**TASK GOAL**
Copy the data below verbatim, beginning at the line that contains "foam</item>, your assistance would be valued." and stopping after the line that contains "128], [317, 123]]]", with both of those lines included.
* Begin RECORDS PROVIDED *
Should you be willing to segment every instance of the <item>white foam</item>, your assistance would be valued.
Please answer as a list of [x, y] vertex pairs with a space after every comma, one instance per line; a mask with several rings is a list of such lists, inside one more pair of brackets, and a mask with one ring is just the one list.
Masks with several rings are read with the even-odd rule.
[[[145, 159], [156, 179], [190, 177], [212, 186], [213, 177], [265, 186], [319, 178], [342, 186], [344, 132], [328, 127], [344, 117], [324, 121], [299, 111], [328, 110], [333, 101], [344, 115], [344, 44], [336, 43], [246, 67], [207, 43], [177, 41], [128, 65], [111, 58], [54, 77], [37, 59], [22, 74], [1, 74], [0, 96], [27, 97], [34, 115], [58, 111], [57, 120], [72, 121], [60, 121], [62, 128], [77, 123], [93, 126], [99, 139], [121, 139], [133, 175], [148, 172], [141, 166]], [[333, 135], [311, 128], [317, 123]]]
* End RECORDS PROVIDED *
* Begin RECORDS PROVIDED *
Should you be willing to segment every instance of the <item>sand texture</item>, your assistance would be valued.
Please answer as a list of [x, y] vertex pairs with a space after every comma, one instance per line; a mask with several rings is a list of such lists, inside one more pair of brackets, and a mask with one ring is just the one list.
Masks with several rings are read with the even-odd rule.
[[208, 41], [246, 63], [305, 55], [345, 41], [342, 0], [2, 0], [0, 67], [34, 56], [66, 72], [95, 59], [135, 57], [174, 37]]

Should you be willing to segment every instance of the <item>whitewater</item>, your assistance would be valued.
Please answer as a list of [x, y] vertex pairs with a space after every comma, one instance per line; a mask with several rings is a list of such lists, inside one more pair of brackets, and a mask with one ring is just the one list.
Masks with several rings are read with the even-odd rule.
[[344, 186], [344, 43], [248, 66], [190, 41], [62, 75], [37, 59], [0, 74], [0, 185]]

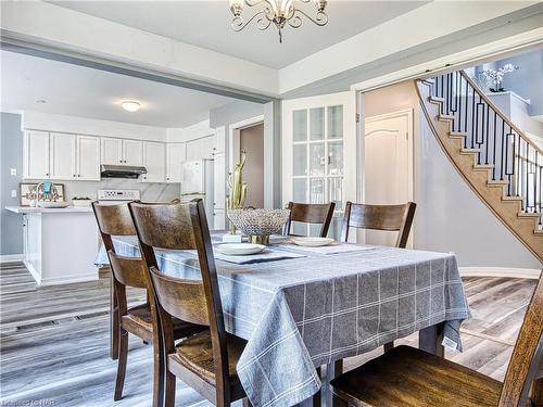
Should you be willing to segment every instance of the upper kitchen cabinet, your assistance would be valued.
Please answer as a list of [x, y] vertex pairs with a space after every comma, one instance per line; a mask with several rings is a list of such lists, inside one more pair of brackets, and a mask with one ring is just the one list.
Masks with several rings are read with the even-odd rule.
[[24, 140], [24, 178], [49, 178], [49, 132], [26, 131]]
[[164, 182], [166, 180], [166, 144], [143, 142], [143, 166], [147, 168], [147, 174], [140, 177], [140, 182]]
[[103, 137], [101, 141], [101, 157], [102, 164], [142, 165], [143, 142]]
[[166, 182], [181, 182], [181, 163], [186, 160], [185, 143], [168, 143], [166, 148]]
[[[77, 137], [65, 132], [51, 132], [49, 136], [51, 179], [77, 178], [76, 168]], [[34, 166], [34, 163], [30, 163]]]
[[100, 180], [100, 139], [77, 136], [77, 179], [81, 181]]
* End RECORDS PROVIDED *
**THE SOLUTION**
Should you be willing to segment every instance of the <item>white foam</item>, your assistance would be valued.
Please answer as a list of [x, y] vertex pairs with a space after every comma, one instance per line; a mask with several rings is a list of such lists, inside one more pair of brackets, and a mask with one ring is just the one list.
Masks with several rings are read with the even-odd rule.
[[[145, 159], [156, 179], [190, 177], [212, 186], [213, 177], [265, 186], [319, 178], [342, 186], [344, 132], [328, 127], [344, 117], [324, 121], [299, 111], [328, 110], [333, 101], [344, 115], [344, 44], [336, 43], [246, 67], [207, 43], [177, 41], [128, 65], [111, 58], [54, 77], [37, 59], [22, 74], [1, 74], [0, 96], [27, 97], [34, 115], [58, 111], [57, 120], [72, 121], [60, 121], [62, 128], [77, 123], [93, 126], [99, 139], [121, 139], [133, 175], [148, 172], [141, 166]], [[333, 135], [311, 128], [317, 123]]]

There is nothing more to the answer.